• PASSAGE:
** Begin **
Incumbents, Not Startups, Are Regulatory Arbitrageurs - cjbest
https://diff.substack.com/p/incumbents-not-startups-are-regulatory?r=2&utm_campaign=post&utm_medium=web&utm_source=hackernews
======
asciimike
Not entirely related, but I very much enjoyed the reference to _United States
vs Forty Barrels and Twenty Kegs of Coca-Cola_ [1], which led me to the
category of _in rem_ [2] cases. These are most commonly referenced in civil
forfeiture cases (e.g. _US vs <some amount of money>_), and always struck me
as slightly ridiculous ("what did the money ever do wrong?").

[1]:
[https://en.wikipedia.org/wiki/United_States_v._Forty_Barrels...](https://en.wikipedia.org/wiki/United_States_v._Forty_Barrels_%26_Twenty_Kegs_of_Coca-
Cola) [2]:
[https://en.wikipedia.org/wiki/In_rem_jurisdiction](https://en.wikipedia.org/wiki/In_rem_jurisdiction)
** End **
• Raw records:
** Begin **
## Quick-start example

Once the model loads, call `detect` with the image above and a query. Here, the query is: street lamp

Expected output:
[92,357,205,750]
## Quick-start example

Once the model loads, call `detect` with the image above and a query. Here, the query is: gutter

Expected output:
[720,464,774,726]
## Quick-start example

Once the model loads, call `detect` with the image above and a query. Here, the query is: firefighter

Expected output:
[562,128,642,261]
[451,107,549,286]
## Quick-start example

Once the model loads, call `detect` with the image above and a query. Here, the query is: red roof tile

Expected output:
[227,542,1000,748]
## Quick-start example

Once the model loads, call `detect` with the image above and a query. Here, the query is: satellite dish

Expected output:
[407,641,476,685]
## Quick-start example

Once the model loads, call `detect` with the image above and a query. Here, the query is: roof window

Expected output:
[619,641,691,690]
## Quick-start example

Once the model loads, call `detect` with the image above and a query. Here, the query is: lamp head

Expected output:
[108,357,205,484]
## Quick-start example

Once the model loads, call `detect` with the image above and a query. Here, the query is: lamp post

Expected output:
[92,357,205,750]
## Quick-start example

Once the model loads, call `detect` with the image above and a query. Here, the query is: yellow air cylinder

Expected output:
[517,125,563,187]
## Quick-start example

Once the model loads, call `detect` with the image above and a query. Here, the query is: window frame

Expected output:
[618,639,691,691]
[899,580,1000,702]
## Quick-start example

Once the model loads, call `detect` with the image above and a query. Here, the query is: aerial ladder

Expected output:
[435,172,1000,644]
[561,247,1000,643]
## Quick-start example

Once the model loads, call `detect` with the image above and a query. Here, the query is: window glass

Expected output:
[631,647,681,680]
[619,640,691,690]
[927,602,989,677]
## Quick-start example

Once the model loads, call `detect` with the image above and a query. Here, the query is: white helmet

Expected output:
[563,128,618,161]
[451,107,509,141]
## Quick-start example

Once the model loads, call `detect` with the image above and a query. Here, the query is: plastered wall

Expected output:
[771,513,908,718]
** End **
• TASK: Carry on the forum thread about incumbents as regulatory arbitrageurs, picking up after its last line.

• EXERCISE RESPONSE:
------
machinehermit
I was just reading a statarb paper this morning.

We really should have came up with a different word and left arbitrage alone
back in the day.

I can't remember the last time I read about an arbitrage that was actually an
arbitrage.

Now everything is basically "garage sale arbitrage". I bought a piece of junk
at a garage sale and sold it on ebay for a profit. "Risk free profit", cha
ching. Just a total corruption of the actual concept.

I get it though,it is a great word.